[Extracted records]
——

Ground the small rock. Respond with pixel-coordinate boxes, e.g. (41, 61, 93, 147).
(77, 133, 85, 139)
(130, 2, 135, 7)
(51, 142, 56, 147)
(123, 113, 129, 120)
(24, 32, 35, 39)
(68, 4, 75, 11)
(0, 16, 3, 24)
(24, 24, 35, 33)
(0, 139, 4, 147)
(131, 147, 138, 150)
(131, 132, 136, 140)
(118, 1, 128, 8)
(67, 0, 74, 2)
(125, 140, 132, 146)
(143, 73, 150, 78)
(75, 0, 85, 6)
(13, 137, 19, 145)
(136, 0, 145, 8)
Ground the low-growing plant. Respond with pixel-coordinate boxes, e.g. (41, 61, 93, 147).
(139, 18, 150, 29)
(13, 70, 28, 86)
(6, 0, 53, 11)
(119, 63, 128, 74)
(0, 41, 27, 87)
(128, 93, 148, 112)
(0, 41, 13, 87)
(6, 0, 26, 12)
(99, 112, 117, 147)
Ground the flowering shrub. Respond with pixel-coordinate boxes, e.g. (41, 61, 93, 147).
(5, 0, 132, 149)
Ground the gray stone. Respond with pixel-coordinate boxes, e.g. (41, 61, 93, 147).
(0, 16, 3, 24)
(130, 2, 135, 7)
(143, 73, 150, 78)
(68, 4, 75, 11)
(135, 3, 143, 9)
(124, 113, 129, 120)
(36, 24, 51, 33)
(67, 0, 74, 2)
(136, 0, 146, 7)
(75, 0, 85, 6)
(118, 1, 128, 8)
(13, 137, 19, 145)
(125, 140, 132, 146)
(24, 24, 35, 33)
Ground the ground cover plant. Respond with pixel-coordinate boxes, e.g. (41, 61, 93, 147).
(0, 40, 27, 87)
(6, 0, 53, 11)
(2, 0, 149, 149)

——

Using the data above, repeat every line exactly.

Solution -
Ground the small rock. Respond with pixel-coordinate boxes, e.g. (41, 61, 93, 147).
(77, 133, 85, 139)
(130, 2, 135, 7)
(51, 142, 56, 147)
(123, 113, 129, 120)
(24, 32, 35, 39)
(68, 4, 75, 11)
(0, 16, 3, 24)
(24, 24, 35, 33)
(0, 139, 4, 147)
(131, 147, 138, 150)
(131, 132, 136, 140)
(118, 1, 128, 8)
(67, 0, 74, 2)
(125, 140, 132, 146)
(143, 73, 150, 78)
(75, 0, 85, 6)
(13, 137, 19, 145)
(136, 0, 145, 8)
Ground the low-growing plant. Respond with pixel-coordinate boxes, e.g. (41, 61, 93, 147).
(139, 18, 150, 29)
(13, 70, 28, 86)
(6, 0, 53, 11)
(119, 63, 128, 74)
(0, 41, 27, 87)
(128, 93, 148, 112)
(0, 41, 13, 87)
(6, 0, 26, 12)
(99, 112, 117, 147)
Ground the flowering shrub. Respond with pixel-coordinate boxes, e.g. (41, 61, 93, 147).
(5, 0, 132, 149)
Ground the gray stone. Respond with pixel-coordinate boxes, e.g. (41, 61, 93, 147).
(0, 16, 3, 24)
(130, 2, 135, 7)
(143, 73, 150, 78)
(68, 4, 75, 11)
(135, 3, 143, 9)
(124, 113, 129, 120)
(36, 24, 51, 33)
(67, 0, 74, 2)
(136, 0, 146, 7)
(75, 0, 85, 6)
(118, 1, 128, 8)
(13, 137, 19, 145)
(125, 140, 132, 146)
(24, 24, 35, 33)
Ground the ground cover plant. Respond with pixel-coordinate boxes, e.g. (41, 61, 93, 147).
(0, 40, 27, 87)
(6, 0, 53, 11)
(2, 0, 149, 149)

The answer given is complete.